>> begin GIVEN DATA

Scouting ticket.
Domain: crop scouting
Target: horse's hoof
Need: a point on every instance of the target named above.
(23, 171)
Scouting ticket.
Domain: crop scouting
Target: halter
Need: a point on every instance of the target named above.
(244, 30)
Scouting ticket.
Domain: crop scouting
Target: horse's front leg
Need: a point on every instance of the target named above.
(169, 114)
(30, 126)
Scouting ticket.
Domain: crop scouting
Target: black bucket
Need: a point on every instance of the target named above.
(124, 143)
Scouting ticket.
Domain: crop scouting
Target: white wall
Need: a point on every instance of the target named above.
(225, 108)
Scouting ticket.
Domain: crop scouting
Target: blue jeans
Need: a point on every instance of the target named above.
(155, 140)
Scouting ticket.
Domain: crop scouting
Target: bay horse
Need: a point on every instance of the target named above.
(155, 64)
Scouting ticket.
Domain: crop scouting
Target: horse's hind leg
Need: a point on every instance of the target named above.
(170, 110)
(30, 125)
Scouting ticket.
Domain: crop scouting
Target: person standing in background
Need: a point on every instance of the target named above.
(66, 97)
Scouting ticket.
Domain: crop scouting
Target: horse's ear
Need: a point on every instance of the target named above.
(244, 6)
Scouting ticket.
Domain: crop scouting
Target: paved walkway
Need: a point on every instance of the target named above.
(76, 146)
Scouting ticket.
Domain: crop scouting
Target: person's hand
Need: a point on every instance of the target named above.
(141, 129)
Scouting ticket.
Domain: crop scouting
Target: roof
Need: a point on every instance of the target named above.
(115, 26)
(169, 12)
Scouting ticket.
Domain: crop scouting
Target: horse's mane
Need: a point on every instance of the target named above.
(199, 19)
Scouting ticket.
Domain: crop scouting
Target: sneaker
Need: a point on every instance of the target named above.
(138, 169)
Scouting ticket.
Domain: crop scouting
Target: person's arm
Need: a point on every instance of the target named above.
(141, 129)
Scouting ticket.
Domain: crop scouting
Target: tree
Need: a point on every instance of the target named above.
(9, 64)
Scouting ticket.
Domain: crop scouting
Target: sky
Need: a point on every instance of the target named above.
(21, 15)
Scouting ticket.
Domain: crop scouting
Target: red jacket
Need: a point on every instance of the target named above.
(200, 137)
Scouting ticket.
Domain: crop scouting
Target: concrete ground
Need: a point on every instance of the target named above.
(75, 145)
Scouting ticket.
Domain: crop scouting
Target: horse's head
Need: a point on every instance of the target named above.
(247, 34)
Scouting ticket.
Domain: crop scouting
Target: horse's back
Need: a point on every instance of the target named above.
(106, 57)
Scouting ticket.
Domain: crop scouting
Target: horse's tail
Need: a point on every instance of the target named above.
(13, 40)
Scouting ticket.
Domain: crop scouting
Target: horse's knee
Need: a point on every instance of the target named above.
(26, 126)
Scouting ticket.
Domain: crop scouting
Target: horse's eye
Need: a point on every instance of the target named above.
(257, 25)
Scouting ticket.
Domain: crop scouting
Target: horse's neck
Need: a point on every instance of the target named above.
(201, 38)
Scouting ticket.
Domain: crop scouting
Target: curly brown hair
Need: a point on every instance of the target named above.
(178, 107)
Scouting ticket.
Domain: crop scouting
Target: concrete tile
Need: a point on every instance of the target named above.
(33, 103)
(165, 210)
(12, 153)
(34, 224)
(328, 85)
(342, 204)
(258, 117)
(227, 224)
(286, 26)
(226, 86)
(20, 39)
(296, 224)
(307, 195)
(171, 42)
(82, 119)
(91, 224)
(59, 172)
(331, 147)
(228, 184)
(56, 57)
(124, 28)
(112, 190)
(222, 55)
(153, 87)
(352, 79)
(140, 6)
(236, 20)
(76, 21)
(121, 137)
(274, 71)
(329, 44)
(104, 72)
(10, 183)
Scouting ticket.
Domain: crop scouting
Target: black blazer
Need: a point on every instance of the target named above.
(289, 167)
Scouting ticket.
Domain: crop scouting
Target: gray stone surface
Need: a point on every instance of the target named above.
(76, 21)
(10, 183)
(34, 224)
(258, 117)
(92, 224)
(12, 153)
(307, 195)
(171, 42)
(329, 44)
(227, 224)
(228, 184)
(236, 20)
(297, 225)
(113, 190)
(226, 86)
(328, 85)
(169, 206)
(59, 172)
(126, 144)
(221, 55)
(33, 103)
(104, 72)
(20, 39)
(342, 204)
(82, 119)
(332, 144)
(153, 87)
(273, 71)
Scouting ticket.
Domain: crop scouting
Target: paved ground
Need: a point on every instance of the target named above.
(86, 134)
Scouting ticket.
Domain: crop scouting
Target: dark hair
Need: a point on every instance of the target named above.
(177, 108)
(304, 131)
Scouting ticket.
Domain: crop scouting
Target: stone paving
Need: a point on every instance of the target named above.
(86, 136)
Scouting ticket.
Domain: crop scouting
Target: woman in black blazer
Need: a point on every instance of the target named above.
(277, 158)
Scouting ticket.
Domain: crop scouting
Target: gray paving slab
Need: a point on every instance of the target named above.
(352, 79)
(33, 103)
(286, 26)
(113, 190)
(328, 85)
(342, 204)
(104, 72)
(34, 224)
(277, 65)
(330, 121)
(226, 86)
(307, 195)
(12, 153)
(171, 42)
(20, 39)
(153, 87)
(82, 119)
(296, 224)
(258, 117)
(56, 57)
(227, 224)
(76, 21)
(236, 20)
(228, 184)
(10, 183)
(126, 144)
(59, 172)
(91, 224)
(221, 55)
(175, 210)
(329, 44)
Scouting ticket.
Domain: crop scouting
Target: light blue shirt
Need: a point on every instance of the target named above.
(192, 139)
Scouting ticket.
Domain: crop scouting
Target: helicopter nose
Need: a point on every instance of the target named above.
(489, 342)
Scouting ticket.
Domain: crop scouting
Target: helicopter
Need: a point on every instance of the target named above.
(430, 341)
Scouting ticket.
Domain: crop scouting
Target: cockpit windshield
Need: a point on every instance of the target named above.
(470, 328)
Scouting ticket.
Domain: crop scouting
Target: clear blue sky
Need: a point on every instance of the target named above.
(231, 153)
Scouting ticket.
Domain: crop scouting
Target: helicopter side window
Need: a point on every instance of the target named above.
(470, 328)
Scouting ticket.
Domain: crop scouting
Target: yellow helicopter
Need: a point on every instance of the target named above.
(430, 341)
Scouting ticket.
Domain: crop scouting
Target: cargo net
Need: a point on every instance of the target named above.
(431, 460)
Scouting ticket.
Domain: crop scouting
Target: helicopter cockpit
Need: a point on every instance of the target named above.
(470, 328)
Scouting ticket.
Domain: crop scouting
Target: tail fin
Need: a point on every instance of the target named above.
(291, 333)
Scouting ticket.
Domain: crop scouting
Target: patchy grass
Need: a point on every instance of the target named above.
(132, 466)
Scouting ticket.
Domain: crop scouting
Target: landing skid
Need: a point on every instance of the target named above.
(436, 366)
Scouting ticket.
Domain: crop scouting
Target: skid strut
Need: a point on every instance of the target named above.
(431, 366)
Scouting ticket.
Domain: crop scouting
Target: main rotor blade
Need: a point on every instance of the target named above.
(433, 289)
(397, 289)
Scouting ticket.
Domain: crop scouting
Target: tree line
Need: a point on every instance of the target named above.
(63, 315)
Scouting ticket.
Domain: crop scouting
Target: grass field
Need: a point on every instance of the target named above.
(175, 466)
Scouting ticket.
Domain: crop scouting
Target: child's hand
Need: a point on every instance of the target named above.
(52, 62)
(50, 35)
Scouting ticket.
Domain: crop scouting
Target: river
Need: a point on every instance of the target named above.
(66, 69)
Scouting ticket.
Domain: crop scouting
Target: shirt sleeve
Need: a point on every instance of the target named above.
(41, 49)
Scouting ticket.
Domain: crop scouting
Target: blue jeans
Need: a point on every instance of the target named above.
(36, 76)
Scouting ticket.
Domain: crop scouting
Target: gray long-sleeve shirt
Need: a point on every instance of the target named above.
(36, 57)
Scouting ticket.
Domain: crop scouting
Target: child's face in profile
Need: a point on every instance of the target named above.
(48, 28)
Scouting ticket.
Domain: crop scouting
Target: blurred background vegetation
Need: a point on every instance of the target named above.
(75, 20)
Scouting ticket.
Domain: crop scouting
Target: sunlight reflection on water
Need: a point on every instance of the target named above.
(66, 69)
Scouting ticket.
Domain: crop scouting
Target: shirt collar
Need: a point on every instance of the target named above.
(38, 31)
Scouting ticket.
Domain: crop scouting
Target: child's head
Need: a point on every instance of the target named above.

>> end GIVEN DATA

**TASK INSTRUCTIONS:** State how many lines of the records contain the word "blue", giving only the number.

**SOLUTION FOR THIS TASK:** 4